===== Data provided =====

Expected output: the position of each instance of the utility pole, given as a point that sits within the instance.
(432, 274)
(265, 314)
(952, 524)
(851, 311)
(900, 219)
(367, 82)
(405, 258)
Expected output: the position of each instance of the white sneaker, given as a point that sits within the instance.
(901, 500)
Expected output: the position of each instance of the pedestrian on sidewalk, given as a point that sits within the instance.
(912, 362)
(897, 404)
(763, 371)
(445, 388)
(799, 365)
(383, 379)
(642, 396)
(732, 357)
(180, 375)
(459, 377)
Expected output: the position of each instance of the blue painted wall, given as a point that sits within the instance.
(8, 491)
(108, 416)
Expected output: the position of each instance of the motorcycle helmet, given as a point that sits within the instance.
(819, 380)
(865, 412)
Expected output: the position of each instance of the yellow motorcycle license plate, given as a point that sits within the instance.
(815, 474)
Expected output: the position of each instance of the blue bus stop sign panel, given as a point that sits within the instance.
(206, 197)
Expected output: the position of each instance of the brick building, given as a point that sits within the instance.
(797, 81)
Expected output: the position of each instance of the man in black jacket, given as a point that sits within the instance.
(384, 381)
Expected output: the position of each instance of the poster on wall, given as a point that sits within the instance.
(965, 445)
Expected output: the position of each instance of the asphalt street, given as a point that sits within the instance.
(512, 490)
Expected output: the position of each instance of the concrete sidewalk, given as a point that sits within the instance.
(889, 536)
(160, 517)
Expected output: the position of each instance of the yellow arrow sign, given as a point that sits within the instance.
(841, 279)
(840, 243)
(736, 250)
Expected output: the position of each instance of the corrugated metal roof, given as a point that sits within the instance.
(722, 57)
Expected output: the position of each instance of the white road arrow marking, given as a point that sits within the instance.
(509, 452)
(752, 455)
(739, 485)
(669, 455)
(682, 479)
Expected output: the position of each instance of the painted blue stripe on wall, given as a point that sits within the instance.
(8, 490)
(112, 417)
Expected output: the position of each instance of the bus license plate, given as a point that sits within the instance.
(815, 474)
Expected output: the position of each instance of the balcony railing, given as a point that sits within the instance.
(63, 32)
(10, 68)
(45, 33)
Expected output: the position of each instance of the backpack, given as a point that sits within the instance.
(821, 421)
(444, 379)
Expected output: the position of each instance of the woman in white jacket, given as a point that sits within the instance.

=====

Task requirements: Could you write out again every line starting at the one that contains "Expected output: the position of each instance of the bus" and ending at the last line of the entries, keeping the text lines unchanged but scaling each coordinate in the answers by 2.4 and rounding it to a whole number, with halves rounded up?

Written answer:
Expected output: the position of each instance of the bus license plate, given as a point that sits within the instance.
(1956, 1138)
Expected output: the position of each instance of the balcony railing, given as a point that sits within the instance.
(151, 77)
(24, 163)
(108, 79)
Expected output: the position of each instance of the backpack, given as a point that sits within the instance.
(1970, 1010)
(1066, 910)
Expected output: the position of each instance of the woman in white jacket, given as a point that sits within the instance.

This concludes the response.